Em última instância, o que realmente importava para Jung era a ampliação de consciência, não só porque isto se provava terapêutico e "curava" as neuroses, mas principalmente porque aproximava a pessoa cada vez mais de sua "essência", de tudo aquilo que ela poderia vir a ser e que consistia no verdadeiro e único propósito de vida que alguém poderia ter. Irrelevante se, para isso, se tomasse o caminho do místico, a análise ou qualquer outro.

Para uma Psicologia que pretende oferecer não só a terapêutica, mas também o caminho de autorrealização individual, é imediato que uma teoria generalista e "cientificamente" embasada não baste. A ciência positivista atual, por exemplo, nada pode dizer sobre o desenvolvimento de uma personalidade para além do estado de maturação fisiológica que lhe corresponde. Mas nos mitos abundam histórias de herois que são coroados reis ao superar os desafios que se lhe interpõem ou de mortais elevados a status divino, sugerindo que algo semelhante possa ocorrer na psique. Por isso, para além das bases científicas disponíveis até então, Jung também ousou recorrer à alquimia, religiões e mitologias comparadas e contos de fada para fundamentar filosoficamente sua Psicologia Analítica. Inclusive, escolheu esse nome porque pretendia que essa Psicologia oferecesse ao ser humano sua totalidade, ao invés de apenas sua saúde (an - prefixo de negação; lise - separação) e nisso reside a diferença entre psicoterapia e análise.

Instruções:
- A) Segundo o trecho sobre a psicologia de Jung, a que fontes ele recorreu além das bases científicas da época?
- B) Conte em quantas linhas dos registros aparece a palavra "Could" e informe só o número.
O trecho e os registros são materiais independentes entre si.

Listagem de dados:
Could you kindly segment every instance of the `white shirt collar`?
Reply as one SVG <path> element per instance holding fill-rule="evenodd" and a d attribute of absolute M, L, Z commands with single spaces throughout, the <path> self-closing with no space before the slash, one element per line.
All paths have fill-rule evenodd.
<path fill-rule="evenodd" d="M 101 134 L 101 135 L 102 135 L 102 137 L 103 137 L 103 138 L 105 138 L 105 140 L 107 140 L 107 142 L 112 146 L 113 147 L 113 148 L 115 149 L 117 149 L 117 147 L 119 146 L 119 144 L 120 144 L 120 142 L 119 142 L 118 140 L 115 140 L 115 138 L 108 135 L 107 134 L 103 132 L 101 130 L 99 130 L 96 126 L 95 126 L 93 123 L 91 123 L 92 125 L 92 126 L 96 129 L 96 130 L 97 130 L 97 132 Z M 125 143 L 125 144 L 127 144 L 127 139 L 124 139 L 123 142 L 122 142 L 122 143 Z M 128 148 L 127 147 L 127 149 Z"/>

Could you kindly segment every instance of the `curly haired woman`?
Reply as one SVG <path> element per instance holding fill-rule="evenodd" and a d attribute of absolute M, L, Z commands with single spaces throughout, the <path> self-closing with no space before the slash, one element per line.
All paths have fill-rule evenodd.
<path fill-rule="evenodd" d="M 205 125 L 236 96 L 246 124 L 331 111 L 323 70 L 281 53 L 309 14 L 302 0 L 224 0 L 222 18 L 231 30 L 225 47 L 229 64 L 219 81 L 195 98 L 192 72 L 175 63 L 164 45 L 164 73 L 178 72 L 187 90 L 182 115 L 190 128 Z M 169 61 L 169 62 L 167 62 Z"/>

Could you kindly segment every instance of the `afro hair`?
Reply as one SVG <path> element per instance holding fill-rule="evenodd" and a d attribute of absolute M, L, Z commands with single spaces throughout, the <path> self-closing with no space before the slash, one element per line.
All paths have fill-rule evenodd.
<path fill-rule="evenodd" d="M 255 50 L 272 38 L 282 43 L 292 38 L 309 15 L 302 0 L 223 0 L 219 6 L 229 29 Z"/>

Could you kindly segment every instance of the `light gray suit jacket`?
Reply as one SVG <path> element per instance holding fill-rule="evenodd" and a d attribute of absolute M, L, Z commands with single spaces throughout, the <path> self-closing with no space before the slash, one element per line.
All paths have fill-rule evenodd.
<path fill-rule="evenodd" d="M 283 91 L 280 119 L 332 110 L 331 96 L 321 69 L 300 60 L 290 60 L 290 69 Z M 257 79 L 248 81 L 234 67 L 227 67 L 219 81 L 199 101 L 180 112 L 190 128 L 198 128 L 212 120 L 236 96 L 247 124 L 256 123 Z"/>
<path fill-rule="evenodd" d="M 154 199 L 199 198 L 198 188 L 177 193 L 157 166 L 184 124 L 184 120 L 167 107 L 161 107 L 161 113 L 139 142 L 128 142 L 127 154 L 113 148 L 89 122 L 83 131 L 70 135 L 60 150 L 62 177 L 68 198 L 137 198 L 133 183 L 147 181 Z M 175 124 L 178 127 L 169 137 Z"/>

Respostas esperadas:
- A) À alquimia, às religiões e mitologias comparadas e aos contos de fada.

- B) 4